(Source text Opens)

Summary: Part one of a three part series on Marriage

Today is a day to thank God for mothers! Mom the work that you do is invaluable, important, and priceless! Thank you for all you do!

Moms are important to the health, well-being, and sanity of families as evidenced by a recently released correspondence that took place in an anonymous American home. It is entitled, “When Mom Gets Sick.”

Monday A.M.

Dearest: Sleep late. Everything under control. Lunches packed. Kids off to school. Menu for dinner planned. Your lunch is on a tray in refrigerator: fruit cup, finger-sandwiches. Thermos of hot tea by bedside. See you around six.

Tuesday A.M.

Honey: Sorry about the egg rack in the refrigerator. Hope you got back to sleep. Did the kids tell you about the Coke I put in the thermoses? The school might call you on this. Dinner may be a little late. I’m doing your door-to-door canvas for liver research. Your lunch is in refrigerator. Hope you like leftover chili.

Wednesday A.M.

Dear Doris: Why in the name of all that is sane would you put soap powder in the flour canister! If you have time, could you please come up with a likely spot for Chris’s missing shoes? We’ve checked the clothes hamper, garage, and back seat of the car and wood box. Did you know the school has rules about bedroom slippers? There’s some cold pizza for you in a napkin in the oven drawer. Will be late tonight. Driving eight Girl Scouts to tour meatpacking house.

Thursday A.M.

Doris: Don’t panic over water in hallway. It crested last night at 9 P.M. Will finish laundry tonight. Please pencil in answers to following:

1. How do you turn on the garbage disposal? I thought it was automatic. Guess not.

2. How do you turn off the milkman?

3. Why would that rotten kid leave his shoes in his boots?

4. What do you do with leftovers when they begin to snap at you when you open the refrigerator door?

I don’t know what you’re having for lunch! Surprise me!

Friday A.M.

Hey: Don’t drink from pitcher by the sink. Am trying to restore pink dress shirt to original white. Take heart. Tonight, the ironing will be folded, house cleaned and dinner on time...I called your mother.

Family life gets interesting doesn’t it?

This morning we begin a three-week series on marriage entitled “Marriage… for all the Right Reasons.”

The series title is based a book by Dr. Neil Clark Warren, founder of entitled, “Falling in Love for all the Right Reasons.” Warren is a licensed psychologist who practiced for nearly 40 years. Now this sermon series is not an endorsement for the website and the organization behind the website, but I was intrigued by the title of the book when I spotted it a few weeks ago at a local bookstore.

It is written to single people but married people would find it worthwhile reading. We are using it for discussion, along with the Bible, in the downstairs adult Sunday School class and we will pick up the study next Sunday morning after worship.

(Source text Closes)
(Dataset extract Opens)

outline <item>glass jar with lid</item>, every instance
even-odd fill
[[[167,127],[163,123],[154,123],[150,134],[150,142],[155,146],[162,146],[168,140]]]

(Dataset extract Closes)

▶ Aim of the task
Please reproduce word for word the passage of the sermon starting at "4. What do you" and ending at "called your mother.". The listing is separate material and has nothing to do with the sermon.

▶ Answer section
4. What do you do with leftovers when they begin to snap at you when you open the refrigerator door?

I don’t know what you’re having for lunch! Surprise me!

Friday A.M.

Hey: Don’t drink from pitcher by the sink. Am trying to restore pink dress shirt to original white. Take heart. Tonight, the ironing will be folded, house cleaned and dinner on time...I called your mother.